Please update the lines from the one containing "Expected: one point per instance of the tongue, reported" through the end of the listing, replacing "tongue" with "lower lip" and leaving everything else unchanged.

**** Records shown ****

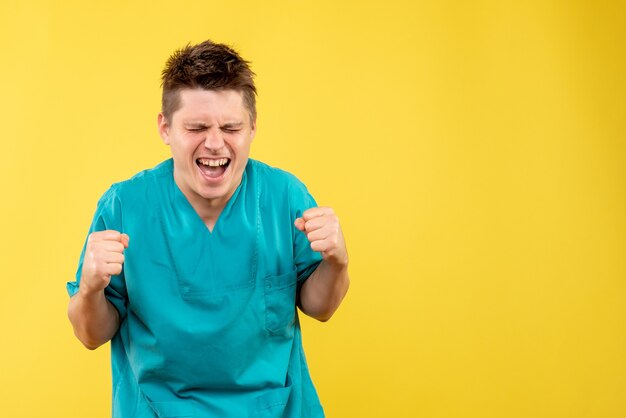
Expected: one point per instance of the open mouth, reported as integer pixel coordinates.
(213, 167)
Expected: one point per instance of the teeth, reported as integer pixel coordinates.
(213, 163)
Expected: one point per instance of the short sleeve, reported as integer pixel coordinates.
(108, 216)
(305, 259)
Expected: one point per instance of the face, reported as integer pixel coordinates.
(210, 137)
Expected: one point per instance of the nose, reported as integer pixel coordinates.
(213, 140)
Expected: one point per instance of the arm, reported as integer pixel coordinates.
(322, 293)
(94, 318)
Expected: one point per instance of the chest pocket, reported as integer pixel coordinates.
(280, 302)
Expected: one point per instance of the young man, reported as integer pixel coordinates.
(193, 269)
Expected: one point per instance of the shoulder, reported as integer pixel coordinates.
(138, 185)
(274, 177)
(279, 187)
(141, 181)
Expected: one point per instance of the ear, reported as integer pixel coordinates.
(164, 128)
(252, 129)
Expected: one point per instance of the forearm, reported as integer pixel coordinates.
(94, 318)
(322, 293)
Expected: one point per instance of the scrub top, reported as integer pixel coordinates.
(209, 326)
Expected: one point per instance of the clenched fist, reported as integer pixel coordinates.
(322, 229)
(104, 256)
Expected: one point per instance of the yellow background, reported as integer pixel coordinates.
(474, 150)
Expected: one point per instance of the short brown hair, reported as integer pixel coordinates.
(210, 66)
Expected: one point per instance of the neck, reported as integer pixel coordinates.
(207, 209)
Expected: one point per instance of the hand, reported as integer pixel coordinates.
(322, 229)
(104, 256)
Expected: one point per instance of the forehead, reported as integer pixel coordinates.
(210, 105)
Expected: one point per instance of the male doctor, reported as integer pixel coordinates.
(194, 268)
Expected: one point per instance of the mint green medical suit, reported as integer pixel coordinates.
(208, 319)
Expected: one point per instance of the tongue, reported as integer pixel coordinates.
(212, 171)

****

(Right answer):
Expected: one point per instance of the lower lip, reported as integer pixel coordinates.
(212, 171)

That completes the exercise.